When you connect a pair of speakers with cables of
clearly different length, the speaker with longer cord
will be lower in volume.


But maybe not that much. A well-designed speaker cable will only have a
few tenths of a DB attenuation.

BTW we don't design speaker cables to control over-all attenuation, we
design speaker cables to provide good "damping", or IOW to minimize
having the speaker cable upset the frequency response of the speaker.


Well, yes and no.

"Damping" is part of the story -- additional resistance between the
amplifier output and the speaker will change the "Q" of the woofer, which
will change the frequency response. Usually more for a vented-box speaker,
less for a closed box.

But there's another issue. If you put additional resistance between the
amp and speaker, you're creating a voltage divider, with the series
element formed by the cable resistance (plus the amplifier's output
impedance, but these days that's usually negligible), and the shunt
element formed by the speaker's impedance. The latter is usually far from
flat, and with any appreciable resistance from the cable, you create a
response curve which follows the impedance curve of the speaker. Do that
with two speakers and different cable lengths, you'll get two different
response curves.

Supplied records:
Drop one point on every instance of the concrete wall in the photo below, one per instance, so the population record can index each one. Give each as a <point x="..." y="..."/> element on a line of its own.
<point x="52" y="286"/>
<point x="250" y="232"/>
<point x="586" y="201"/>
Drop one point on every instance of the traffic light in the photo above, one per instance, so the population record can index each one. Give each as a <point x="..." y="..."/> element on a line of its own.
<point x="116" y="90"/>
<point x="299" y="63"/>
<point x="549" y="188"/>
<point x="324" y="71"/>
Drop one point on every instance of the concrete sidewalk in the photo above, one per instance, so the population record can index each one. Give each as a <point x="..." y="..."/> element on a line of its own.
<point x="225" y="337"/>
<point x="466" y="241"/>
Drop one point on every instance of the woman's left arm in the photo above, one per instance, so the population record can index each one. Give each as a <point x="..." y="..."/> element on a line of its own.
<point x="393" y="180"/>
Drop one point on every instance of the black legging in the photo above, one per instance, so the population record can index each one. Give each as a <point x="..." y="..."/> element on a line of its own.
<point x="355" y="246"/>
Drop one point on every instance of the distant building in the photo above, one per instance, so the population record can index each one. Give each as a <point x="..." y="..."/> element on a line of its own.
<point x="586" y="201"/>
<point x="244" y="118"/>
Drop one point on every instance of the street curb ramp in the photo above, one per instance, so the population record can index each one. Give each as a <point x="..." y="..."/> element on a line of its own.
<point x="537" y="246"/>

==

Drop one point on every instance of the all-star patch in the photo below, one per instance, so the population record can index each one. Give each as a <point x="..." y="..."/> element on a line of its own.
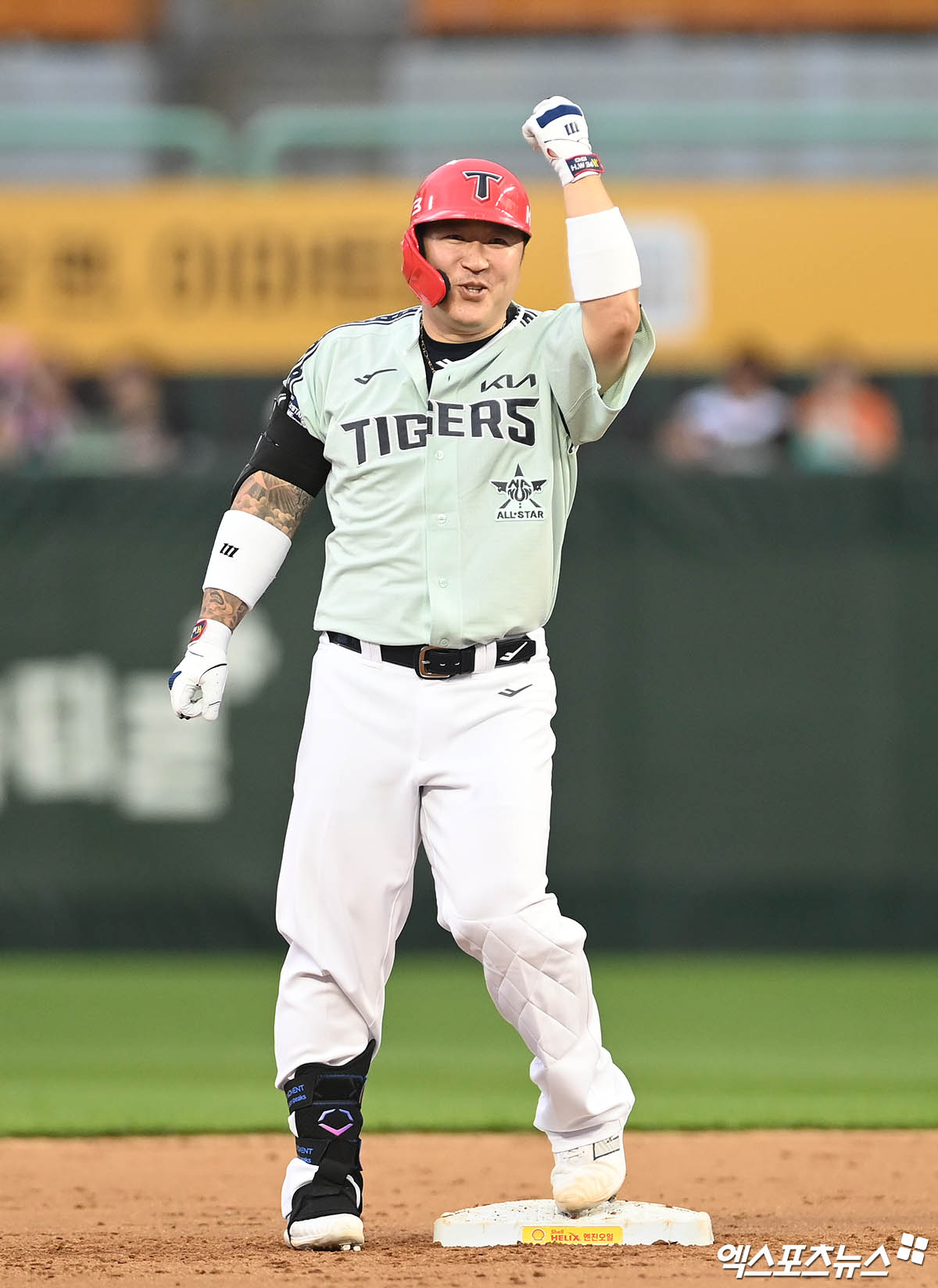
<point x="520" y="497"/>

Goal 1: From the speaker cable discussion, reproduce everything from "BTW we don't" down to "response of the speaker.".
Goal 2: According to the speaker cable discussion, why would two speakers connected with different cable lengths end up with two different response curves? Answer in one to three sentences.
Goal 3:
Decide whether each statement agrees with the speaker cable discussion. Answer yes or no for each and quote the deciding words.
(a) The amplifier's output impedance is usually a significant part of the series element today.
(b) A well-designed speaker cable causes only a small amount of attenuation.
(c) Added resistance usually changes the frequency response more for a closed-box speaker than for a vented-box speaker.

Exercise output 1:
BTW we don't design speaker cables to control over-all attenuation, we
design speaker cables to provide good "damping", or IOW to minimize
having the speaker cable upset the frequency response of the speaker.

Exercise output 2: The cable's resistance acts as the series element of a voltage divider, and the speaker's impedance acts as the shunt element. Because that impedance is usually far from flat, any appreciable cable resistance produces a response curve that follows the speaker's impedance curve. Different cable lengths give different resistances and therefore different response curves.

Exercise output 3:
(a) No: "these days that's usually negligible"
(b) Yes: "A well-designed speaker cable will only have a few tenths of a DB attenuation."
(c) No: "Usually more for a vented-box speaker, less for a closed box."